▶ [抜粋]
_____

Saturday, May 26, 2001

機械的

映画「メトロポリス」を観てきた。手塚治虫氏の得意なロボットものです。
ロボットと人間の共存ってのは、SFの世界では古典的なテーマだけれど、
根強い人気というか、深いメッセージがあると思う。

アトムとか、ティマのようなロボットの登場はきっとまだまだ先のことだ
ろうけど、工業用ロボットとかを考えれば、実際にロボットと人間の分業、
協業は現実なものなわけです。ただ、工業用ロボットは自律思考が不可能
なので、SFによくあるようなロボットの反乱なんてものは起きていない。
単調な、それこそ機械的な作業をロボットに任せて工業生産の効率化が可
能になったわけだけれど、もし、未来のいつか、感情を持って、思考、判
断ができる自律型ロボットが登場して、人間に反抗こそしないけど、人間
より能力的に優れたロボットが登場したとしよう。そのとき、ロボットが
「そんな機械的な仕事は人間がやれば良いでしょう」なんて言うこともあ
り得る。機械だから、人間だからという種の概念でなく、機械的、創造的
という能力の概念での階層闘争が起こるかもね。

で、最近やたらと「知識創造」なんて不可解な言葉が出回っている。この
言葉自体は90年代前半に登場して、そのころに第一次ブームがあったわけ
だけど、となると最近は第二次ブームってことかな。人間社会とか企業っ
てのは、より付加価値を生む組織であるべきだっていうのが主な論旨。こ
の付加価値って言葉、きらいなんだよね、なんか胡散臭さの極みみたいで
さ。けど、みんながみんな創造的で付加価値を生むようになってしまった
ら、つまり頭脳で勝負するようになったら、一体誰が実働をするんだろう。

_____

▶ [提供情報]
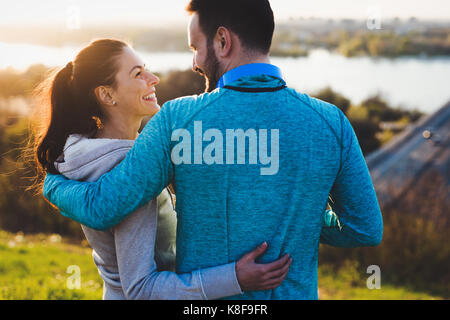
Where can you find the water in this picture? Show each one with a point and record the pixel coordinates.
(410, 82)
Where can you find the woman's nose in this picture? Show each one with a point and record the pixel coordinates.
(152, 79)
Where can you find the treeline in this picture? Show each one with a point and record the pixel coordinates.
(28, 212)
(389, 44)
(289, 40)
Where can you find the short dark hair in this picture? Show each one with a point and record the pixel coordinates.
(251, 20)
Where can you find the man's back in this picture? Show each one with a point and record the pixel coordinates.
(231, 196)
(225, 209)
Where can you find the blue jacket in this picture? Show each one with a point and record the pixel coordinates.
(224, 209)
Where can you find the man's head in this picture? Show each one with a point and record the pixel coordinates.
(223, 31)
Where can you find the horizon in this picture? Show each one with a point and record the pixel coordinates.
(143, 13)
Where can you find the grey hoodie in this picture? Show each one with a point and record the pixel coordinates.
(136, 257)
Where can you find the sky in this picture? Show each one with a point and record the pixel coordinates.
(170, 12)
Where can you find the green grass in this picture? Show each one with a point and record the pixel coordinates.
(34, 267)
(349, 283)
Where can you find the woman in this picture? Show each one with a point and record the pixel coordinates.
(95, 106)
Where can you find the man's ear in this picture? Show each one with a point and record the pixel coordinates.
(223, 42)
(104, 96)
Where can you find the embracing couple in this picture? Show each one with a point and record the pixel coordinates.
(252, 162)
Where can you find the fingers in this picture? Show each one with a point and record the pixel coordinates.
(276, 264)
(257, 252)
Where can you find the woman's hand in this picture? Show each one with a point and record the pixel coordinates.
(254, 276)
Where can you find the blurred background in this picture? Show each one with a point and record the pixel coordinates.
(385, 64)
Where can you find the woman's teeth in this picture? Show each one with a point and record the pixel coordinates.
(150, 97)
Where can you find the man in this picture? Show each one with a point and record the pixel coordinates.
(252, 160)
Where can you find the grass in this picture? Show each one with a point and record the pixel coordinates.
(34, 267)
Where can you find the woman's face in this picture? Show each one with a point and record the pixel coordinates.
(135, 86)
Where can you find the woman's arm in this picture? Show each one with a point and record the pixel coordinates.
(135, 243)
(354, 198)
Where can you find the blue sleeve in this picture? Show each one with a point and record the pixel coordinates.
(141, 176)
(354, 197)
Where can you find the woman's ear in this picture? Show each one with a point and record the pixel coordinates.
(104, 96)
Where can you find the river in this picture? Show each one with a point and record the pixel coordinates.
(409, 82)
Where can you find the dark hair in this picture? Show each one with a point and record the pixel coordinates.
(67, 103)
(251, 20)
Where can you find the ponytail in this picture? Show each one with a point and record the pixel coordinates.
(67, 103)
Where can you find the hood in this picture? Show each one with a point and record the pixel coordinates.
(87, 159)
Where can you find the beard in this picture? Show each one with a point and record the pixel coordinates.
(211, 70)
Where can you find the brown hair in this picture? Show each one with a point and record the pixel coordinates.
(251, 20)
(67, 103)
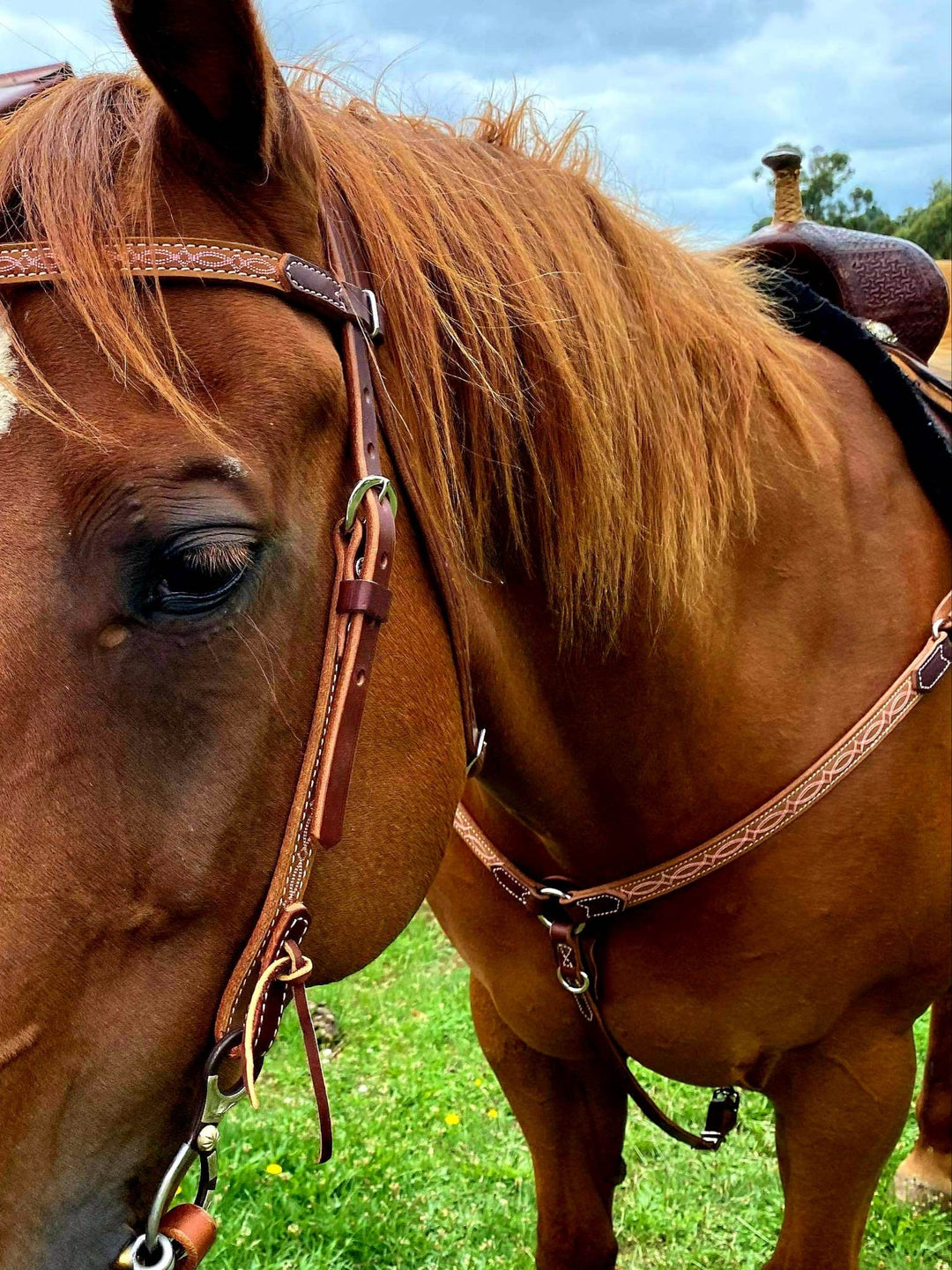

_____

▶ [実施事項]
a. 抜粋の「単調な、それこそ機械的な作業をロボットに任せて工業生産の効率化が可」から「という能力の概念での階層闘争が起こるかもね。」までを、一字も変えずにそのまま返すこと。
b. 次の(i)〜(iii)がそれぞれ抜粋の内容と合っているかを「はい」か「いいえ」で答え、判断の決め手となる抜粋の語句を正確に引用すること。(i) 映画「メトロポリス」を観てきたと書かれている。(ii) 工業用ロボットは自律思考ができるとされている。(iii) 「知識創造」という言葉は2000年代に登場したとされている。

▶ [回答一覧]
a.
単調な、それこそ機械的な作業をロボットに任せて工業生産の効率化が可
能になったわけだけれど、もし、未来のいつか、感情を持って、思考、判
断ができる自律型ロボットが登場して、人間に反抗こそしないけど、人間
より能力的に優れたロボットが登場したとしよう。そのとき、ロボットが
「そんな機械的な仕事は人間がやれば良いでしょう」なんて言うこともあ
り得る。機械だから、人間だからという種の概念でなく、機械的、創造的
という能力の概念での階層闘争が起こるかもね。

b.
(i) はい。「映画「メトロポリス」を観てきた。」
(ii) いいえ。「工業用ロボットは自律思考が不可能」
(iii) いいえ。「言葉自体は90年代前半に登場して」